** Start Quoted text **

Why Do We Have to Go to Church?

This morning, as we were getting ready for church, our eight year old daughter blew up in frustration and yelled, “Why do we have to go to church?”

Instead of responding with a quick answer, I was actually glad she asked the question. I would rather have my daughters ask good questions  and learn to think for themselves.

After leaving a full-time church job a few months ago, our family hasn’t really had to attend church. Each Sunday we have a choice whether to attend or not. And our girls know that.

So why do we attend church? Even the author Donald Miller has written about his personal struggles with attending church.

This month we are focusing each week on one of our family values. This week we are focused on the value of faith and answering Anna’s question of why we need to go to church is definitely part of the conversation. Notice it is really about why we NEED to attend church instead of HAVE to attend.

So here is my attempt at how I would answer the question of why church attendance is important to our family.

We don’t have to attend church

Jesus came to bring us a way to a relationship with him and his Father. He didn’t come to bring a religion of things we HAVE to do.This is essential for our children to understand. It is about a relationship not about a religion with a list of rules.

We grow together not alone

In an individualized American culture we stress independence instead of interdependence. We stress our personal relationship with God and how we grow on our own. The biblical writers see spiritual growth differently.

** End Quoted text **
** Start Supplied records **

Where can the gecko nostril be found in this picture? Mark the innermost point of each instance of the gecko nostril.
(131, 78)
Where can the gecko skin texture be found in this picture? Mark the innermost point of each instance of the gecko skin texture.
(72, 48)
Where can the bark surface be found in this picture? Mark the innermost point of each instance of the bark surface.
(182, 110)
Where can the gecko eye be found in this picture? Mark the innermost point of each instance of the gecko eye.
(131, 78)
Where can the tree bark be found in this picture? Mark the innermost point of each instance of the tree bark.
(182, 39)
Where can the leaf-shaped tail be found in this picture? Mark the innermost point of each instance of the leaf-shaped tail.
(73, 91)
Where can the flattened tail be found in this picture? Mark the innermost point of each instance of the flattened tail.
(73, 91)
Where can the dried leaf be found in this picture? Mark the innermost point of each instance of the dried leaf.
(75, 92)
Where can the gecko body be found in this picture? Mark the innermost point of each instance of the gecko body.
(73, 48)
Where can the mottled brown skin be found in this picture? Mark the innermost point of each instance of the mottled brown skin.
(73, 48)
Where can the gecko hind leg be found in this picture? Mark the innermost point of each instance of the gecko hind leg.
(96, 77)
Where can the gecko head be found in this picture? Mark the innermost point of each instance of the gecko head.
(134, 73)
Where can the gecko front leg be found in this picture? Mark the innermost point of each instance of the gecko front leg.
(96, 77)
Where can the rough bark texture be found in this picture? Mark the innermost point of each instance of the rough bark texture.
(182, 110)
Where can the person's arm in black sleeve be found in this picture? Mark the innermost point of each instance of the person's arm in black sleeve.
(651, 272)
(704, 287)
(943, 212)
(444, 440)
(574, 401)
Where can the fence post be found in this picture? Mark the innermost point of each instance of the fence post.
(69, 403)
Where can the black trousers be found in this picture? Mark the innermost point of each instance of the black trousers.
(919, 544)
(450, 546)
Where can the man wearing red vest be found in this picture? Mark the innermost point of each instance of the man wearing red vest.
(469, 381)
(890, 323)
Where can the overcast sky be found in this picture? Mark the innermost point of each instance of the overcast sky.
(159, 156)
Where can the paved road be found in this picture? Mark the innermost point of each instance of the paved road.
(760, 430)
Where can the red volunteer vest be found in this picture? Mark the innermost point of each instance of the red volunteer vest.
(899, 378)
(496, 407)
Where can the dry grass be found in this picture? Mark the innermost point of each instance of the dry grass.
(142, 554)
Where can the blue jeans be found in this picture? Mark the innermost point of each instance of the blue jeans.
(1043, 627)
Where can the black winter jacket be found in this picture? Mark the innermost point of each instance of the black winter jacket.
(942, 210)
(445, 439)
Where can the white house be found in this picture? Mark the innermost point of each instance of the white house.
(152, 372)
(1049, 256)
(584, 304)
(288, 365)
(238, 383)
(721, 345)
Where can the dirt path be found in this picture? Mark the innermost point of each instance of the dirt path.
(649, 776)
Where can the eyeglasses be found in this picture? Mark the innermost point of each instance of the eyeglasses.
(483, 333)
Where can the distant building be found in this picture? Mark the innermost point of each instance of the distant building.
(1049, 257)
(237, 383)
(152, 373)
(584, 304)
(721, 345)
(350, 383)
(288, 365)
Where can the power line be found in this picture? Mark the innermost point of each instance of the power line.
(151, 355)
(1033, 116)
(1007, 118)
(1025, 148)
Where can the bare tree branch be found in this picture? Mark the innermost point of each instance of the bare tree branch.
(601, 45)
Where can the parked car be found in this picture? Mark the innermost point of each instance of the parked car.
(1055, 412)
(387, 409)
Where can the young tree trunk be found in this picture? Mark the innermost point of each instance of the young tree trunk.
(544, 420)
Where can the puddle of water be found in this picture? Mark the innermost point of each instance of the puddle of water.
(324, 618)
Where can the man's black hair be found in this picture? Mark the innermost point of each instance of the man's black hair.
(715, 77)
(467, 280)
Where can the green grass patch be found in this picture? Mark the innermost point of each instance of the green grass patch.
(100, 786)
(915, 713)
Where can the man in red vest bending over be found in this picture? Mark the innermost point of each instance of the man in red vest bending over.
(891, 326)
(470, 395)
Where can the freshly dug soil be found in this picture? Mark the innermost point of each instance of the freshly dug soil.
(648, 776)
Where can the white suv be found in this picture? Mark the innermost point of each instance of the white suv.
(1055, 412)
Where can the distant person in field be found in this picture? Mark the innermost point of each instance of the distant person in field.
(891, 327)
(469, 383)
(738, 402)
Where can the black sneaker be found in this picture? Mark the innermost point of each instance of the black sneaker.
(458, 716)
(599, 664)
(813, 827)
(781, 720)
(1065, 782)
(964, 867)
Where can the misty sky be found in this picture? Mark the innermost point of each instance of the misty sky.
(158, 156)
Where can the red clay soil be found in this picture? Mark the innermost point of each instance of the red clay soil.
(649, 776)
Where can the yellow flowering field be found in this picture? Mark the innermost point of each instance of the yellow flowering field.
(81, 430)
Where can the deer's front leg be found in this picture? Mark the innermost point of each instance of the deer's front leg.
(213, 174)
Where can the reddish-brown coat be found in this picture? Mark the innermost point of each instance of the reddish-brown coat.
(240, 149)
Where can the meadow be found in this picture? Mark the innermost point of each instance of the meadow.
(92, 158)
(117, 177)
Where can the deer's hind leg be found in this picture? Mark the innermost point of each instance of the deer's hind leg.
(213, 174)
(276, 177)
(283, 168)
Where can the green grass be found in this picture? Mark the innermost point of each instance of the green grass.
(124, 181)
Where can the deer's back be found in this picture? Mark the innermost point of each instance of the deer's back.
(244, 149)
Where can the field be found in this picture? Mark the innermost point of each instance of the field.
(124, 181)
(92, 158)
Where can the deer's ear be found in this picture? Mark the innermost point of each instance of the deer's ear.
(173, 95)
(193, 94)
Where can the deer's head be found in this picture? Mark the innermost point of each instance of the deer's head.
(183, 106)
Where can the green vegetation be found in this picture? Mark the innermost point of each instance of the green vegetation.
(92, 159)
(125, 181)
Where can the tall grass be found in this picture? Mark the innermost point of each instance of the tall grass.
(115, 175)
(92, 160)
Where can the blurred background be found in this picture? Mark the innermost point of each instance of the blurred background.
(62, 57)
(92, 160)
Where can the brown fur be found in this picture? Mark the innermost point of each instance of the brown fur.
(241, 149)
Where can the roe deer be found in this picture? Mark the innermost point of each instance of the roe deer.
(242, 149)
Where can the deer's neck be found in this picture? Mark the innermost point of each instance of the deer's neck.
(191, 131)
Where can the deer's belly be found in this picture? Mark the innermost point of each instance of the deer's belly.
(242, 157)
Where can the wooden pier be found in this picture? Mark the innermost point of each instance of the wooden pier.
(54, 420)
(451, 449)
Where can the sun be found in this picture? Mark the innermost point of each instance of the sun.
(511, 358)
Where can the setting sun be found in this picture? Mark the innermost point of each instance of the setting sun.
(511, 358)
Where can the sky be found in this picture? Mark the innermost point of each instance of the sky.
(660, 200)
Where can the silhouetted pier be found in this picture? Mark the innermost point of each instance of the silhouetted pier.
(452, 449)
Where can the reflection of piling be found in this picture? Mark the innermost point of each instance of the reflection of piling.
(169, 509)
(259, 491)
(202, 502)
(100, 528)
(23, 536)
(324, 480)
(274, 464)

** End Supplied records **

Task >> Copy out the church attendance text again in full, word for word.

Response to the task >>
Why Do We Have to Go to Church?

This morning, as we were getting ready for church, our eight year old daughter blew up in frustration and yelled, “Why do we have to go to church?”

Instead of responding with a quick answer, I was actually glad she asked the question. I would rather have my daughters ask good questions  and learn to think for themselves.

After leaving a full-time church job a few months ago, our family hasn’t really had to attend church. Each Sunday we have a choice whether to attend or not. And our girls know that.

So why do we attend church? Even the author Donald Miller has written about his personal struggles with attending church.

This month we are focusing each week on one of our family values. This week we are focused on the value of faith and answering Anna’s question of why we need to go to church is definitely part of the conversation. Notice it is really about why we NEED to attend church instead of HAVE to attend.

So here is my attempt at how I would answer the question of why church attendance is important to our family.

We don’t have to attend church

Jesus came to bring us a way to a relationship with him and his Father. He didn’t come to bring a religion of things we HAVE to do.This is essential for our children to understand. It is about a relationship not about a religion with a list of rules.

We grow together not alone

In an individualized American culture we stress independence instead of interdependence. We stress our personal relationship with God and how we grow on our own. The biblical writers see spiritual growth differently.